**O QUE FAZER:** Copie do texto sobre as moradas tudo desde "1. Vamos falar" até "embora sejam muitos.", chamando de "escritos" o que ali se chama "livros".

Trata de como é imprescindível ter perseverança para alcançar as últimas moradas; da grande guerra que o demônio faz; e de como convém não perder o rumo no início. Ensina um modo de achar o caminho que a experiência revelou ser muito eficaz.

 

1. Vamos falar agora das almas que entram nas segundas moradas e do que fazem aí. Serei breve, porque já disse o bastante em outra parte. Como não me lembro de nada, será impossível não me repetir. Mas, se pudesse ordenar de maneira diferente, certamente vocês não se entediariam, assim como nunca nos cansamos dos livros que tratam desses assuntos, embora sejam muitos.

**DADOS:**
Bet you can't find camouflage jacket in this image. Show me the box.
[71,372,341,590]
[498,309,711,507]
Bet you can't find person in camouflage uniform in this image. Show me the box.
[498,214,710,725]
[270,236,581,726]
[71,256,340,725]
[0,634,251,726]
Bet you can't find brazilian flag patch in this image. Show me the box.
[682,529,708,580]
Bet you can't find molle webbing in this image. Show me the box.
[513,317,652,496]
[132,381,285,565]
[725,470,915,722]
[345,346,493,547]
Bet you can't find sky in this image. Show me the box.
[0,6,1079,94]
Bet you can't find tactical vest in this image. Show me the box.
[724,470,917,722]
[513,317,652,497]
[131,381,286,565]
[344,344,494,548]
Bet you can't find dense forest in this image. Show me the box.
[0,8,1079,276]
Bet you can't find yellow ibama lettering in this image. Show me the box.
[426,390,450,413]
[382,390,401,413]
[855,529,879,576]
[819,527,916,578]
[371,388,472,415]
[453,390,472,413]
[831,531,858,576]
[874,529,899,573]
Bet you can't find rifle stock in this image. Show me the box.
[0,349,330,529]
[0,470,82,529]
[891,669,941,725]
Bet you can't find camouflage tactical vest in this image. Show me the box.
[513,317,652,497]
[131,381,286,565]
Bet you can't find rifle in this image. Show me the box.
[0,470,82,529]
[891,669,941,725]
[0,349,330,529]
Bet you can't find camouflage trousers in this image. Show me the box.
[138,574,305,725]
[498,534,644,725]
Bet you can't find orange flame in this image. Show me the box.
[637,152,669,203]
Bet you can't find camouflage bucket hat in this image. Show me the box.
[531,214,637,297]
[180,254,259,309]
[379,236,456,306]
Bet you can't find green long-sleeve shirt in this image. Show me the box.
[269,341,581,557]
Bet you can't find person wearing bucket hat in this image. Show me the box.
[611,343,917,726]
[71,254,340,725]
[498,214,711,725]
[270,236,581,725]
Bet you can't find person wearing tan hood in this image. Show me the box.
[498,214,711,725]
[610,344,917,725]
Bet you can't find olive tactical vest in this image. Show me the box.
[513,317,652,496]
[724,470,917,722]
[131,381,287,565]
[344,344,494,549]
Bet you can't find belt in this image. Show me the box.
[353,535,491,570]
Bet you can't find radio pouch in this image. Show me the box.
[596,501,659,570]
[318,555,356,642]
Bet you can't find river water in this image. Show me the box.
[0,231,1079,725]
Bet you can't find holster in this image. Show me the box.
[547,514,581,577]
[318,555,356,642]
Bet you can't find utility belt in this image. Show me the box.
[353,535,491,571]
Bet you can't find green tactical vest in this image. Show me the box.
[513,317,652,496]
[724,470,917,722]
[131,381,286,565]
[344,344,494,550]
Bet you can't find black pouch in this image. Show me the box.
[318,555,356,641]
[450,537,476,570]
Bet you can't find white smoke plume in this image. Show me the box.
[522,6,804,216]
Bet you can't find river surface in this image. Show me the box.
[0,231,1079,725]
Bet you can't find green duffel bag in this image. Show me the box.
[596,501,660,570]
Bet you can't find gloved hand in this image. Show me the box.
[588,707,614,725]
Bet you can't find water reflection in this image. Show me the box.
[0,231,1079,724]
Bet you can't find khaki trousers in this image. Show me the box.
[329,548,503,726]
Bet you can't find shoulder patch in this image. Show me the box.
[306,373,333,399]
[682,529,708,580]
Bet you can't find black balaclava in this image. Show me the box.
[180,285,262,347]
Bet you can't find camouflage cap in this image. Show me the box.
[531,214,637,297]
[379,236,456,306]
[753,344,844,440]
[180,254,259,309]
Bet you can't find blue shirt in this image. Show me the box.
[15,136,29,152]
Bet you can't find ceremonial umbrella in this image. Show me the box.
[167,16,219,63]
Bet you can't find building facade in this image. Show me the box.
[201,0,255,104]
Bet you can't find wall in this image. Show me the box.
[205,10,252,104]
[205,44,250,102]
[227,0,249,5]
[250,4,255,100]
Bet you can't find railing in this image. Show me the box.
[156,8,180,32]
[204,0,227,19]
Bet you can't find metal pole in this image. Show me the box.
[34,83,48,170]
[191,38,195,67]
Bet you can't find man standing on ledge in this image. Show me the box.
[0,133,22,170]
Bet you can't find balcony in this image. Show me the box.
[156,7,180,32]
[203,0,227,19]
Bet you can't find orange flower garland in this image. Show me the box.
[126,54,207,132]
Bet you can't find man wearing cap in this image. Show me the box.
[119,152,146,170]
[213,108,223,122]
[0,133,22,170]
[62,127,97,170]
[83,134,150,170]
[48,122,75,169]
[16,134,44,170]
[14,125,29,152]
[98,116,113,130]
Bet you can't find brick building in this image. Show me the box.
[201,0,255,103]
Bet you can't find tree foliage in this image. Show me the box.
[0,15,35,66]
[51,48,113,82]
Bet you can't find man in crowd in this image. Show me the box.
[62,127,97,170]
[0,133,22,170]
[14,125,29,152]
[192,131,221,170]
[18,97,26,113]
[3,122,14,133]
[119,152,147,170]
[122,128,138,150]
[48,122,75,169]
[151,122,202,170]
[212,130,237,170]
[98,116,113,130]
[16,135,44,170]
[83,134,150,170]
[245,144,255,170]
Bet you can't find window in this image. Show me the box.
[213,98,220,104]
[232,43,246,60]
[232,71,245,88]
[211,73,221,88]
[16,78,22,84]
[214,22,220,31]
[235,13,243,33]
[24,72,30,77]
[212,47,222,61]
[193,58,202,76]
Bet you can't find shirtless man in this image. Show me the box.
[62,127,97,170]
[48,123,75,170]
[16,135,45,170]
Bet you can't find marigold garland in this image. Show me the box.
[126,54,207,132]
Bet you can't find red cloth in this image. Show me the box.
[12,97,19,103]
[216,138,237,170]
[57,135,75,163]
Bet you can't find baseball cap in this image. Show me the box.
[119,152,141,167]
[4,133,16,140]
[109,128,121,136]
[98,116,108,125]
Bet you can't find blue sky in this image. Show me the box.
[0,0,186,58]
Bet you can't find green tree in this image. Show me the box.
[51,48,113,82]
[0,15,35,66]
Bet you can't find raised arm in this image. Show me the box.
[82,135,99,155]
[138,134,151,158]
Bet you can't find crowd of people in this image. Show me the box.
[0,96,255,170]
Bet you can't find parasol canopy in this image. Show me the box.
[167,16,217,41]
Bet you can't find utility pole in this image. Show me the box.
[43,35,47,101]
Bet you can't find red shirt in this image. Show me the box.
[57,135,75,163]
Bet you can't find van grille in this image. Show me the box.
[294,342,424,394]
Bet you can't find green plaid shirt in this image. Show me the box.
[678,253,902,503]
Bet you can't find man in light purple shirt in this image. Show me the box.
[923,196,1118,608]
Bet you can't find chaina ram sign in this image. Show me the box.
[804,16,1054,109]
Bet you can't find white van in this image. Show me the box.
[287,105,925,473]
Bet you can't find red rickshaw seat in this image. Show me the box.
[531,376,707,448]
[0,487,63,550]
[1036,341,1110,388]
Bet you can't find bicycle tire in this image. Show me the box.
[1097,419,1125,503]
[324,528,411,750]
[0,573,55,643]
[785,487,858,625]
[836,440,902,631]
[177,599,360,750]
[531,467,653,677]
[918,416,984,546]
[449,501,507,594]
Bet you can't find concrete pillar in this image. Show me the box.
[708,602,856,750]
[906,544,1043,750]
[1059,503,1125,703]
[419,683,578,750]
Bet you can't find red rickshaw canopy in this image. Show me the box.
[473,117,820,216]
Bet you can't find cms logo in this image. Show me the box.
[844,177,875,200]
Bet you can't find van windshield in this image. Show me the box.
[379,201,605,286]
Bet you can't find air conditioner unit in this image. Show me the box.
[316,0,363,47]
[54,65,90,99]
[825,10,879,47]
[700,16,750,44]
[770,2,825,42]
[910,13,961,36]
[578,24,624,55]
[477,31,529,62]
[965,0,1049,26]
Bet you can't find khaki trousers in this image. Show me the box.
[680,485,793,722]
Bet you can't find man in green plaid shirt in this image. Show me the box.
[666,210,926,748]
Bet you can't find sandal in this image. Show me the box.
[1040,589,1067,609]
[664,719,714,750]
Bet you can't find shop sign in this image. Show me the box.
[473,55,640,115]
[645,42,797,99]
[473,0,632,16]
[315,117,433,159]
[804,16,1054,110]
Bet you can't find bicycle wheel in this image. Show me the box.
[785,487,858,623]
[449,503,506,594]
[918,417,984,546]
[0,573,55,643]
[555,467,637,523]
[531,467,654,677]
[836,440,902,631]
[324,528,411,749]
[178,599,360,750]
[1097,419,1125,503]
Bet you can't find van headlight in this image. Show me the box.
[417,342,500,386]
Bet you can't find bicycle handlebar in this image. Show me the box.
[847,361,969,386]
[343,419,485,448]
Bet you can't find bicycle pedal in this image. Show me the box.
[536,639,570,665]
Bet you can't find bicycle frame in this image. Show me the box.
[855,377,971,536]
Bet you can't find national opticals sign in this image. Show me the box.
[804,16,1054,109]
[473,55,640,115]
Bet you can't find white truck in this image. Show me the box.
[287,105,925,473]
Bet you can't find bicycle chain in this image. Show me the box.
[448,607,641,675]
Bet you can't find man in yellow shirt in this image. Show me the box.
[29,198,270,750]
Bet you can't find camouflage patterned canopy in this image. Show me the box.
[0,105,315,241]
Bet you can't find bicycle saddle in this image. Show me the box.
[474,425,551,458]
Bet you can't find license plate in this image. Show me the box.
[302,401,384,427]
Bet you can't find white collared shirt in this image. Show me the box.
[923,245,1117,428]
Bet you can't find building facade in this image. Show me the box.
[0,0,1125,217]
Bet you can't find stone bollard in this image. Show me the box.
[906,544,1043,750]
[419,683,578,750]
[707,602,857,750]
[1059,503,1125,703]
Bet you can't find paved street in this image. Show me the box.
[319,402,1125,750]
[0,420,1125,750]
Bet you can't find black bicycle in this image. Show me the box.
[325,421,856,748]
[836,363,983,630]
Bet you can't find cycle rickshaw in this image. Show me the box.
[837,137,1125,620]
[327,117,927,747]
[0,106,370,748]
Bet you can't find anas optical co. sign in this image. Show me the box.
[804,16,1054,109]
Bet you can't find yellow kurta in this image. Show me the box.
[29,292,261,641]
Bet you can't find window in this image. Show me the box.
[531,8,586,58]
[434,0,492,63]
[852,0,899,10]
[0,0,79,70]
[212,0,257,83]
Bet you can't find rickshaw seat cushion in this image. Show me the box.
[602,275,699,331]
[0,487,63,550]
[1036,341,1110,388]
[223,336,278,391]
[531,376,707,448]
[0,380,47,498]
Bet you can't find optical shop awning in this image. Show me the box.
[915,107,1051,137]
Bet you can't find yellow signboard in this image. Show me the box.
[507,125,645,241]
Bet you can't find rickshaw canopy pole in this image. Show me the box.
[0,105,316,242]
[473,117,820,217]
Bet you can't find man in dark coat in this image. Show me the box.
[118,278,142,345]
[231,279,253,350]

**SOLUÇÃO:**
1. Vamos falar agora das almas que entram nas segundas moradas e do que fazem aí. Serei breve, porque já disse o bastante em outra parte. Como não me lembro de nada, será impossível não me repetir. Mas, se pudesse ordenar de maneira diferente, certamente vocês não se entediariam, assim como nunca nos cansamos dos escritos que tratam desses assuntos, embora sejam muitos.